▶ **QUESTIONS ON THE MATERIAL**
1. In the summary of Caroline's storyline below, where do Rick and Caroline marry?
2. Please say whether each statement agrees with the summary of Caroline's storyline below, answering yes or no and quoting the words that decide it. (a) Ridge names Rick interim CEO of Forrester Creations. (b) Rick falls out of a window during an argument with Thomas. (c) Danielle is Karen's life partner.
3. Pick up the summary of Caroline's storyline below after its final sentence and write what comes next.

------ PROVIDED PASSAGE

And the party, Ridge brings Caroline to the guest house where he stayed with Caroline, where he shared several memories about Caroline including the charm bracelet he gave to her. She then revealed to Ridge the cancer ribbon she got in honor of Caroline, located on the back of her neck. As Caroline begins to grow a deeper connection to Rick, Amber begins to manipulate her into believing he enjoys dressing in drag. She catches him in photos wearing dresses, lipstick and walking the Forrester runway in five-inch heels. This continues to drive her away from Rick, believing he is playing her and not being truthful about his true intentions. She then begins to develop a relationship with Thomas Forrester (Adam Gregory); as her relationship intensifies with him, she introduces him to Karen and her life partner, Danielle (Crystal Chappell). They also work together to free Marcus Barber Forrester (Texas Battle) from charges accusing him of running over his friend, Anthony, the night before his wedding to Dayzee Leigh (Kristolyn Lloyd). Thomas and Caroline begin to get serious, even though Rick is interested in Caroline and intends to steal her away from Thomas. Caroline's relationship with Thomas began to hit shaky ground when Thomas began supporting his ex, Hope Logan (Kim Matula), following her split from Caroline's cousin, Liam Spencer (Scott Clifton). Ridge names Thomas interim CEO of Forrester Creations, over Rick, Caroline begins to see a change in him. Thomas and Rick have an argument during which Rick falls out of a window and falsely claims Thomas pushed him. Caroline breaks up with Thomas and starts dating Rick. The relationship starts out well but begins to suffer when Rick meets a woman named Maya. Rick ends his relationship with Caroline after her bad treatment of Maya and the two start dating. Caroline than makes it her mission to get Rick back by helping him with the rebranding of "Hope for the Future" which in turn plays on Maya's insecurities. After a series of misunderstandings, encouraged by Caroline. Maya breaks up with Rick and he reunites with Caroline. The two soon become engaged and with Rick's insistence, they marry in front of their family and friends at the Forrester Mansion on Thanksgiving. Also the mother of Douglas Forrester.

------------
------ MATERIAL SUPPLIED

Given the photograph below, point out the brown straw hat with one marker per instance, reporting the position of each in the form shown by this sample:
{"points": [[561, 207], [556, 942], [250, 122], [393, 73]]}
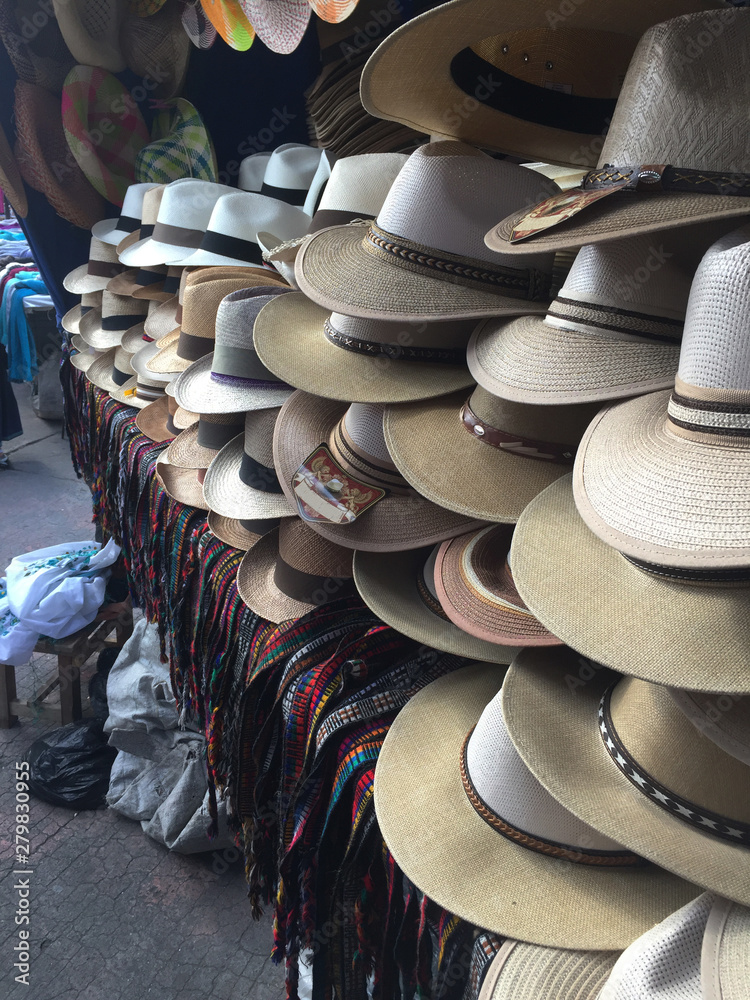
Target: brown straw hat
{"points": [[292, 570], [402, 519], [342, 357], [491, 845], [480, 455], [424, 257], [400, 588], [644, 774], [475, 588], [680, 168]]}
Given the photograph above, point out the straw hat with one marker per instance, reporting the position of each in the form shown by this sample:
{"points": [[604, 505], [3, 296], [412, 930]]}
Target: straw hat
{"points": [[425, 257], [482, 456], [665, 479], [292, 570], [402, 519], [400, 588], [233, 378], [613, 330], [499, 849], [646, 775], [706, 156], [241, 481], [372, 361]]}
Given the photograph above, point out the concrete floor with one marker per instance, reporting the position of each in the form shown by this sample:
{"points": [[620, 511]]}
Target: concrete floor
{"points": [[113, 915]]}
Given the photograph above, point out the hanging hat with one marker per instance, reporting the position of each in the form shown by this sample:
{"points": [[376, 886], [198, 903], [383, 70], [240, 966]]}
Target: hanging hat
{"points": [[424, 257], [491, 845], [292, 570], [646, 775], [665, 478], [400, 588], [661, 166], [180, 147], [370, 360], [104, 129], [613, 330], [480, 455], [319, 440]]}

------------

▶ **ANSWERS TO THE EXERCISES**
1. They marry at the Forrester Mansion on Thanksgiving.

2.
(a) No: "Ridge names Thomas interim CEO of Forrester Creations, over Rick"
(b) Yes: "Thomas and Rick have an argument during which Rick falls out of a window"
(c) Yes: "Karen and her life partner, Danielle (Crystal Chappell)"

3.
In March 2019, it is revealed that Caroline had died following a blood clot.

==Reception==

For her portrayal of Caroline, Godfey was nominated for Outstanding Supporting Actress in a Drama Series at the 42nd Daytime Emmy Awards. Following the character's death, Chris Eades from Soaps In Depth called Caroline a "talented, vibrant young woman who would never be forgotten". Jamey Giddens from Daytime Confidential called Caroline "scheming" when she was trying to bust Rick and Maya.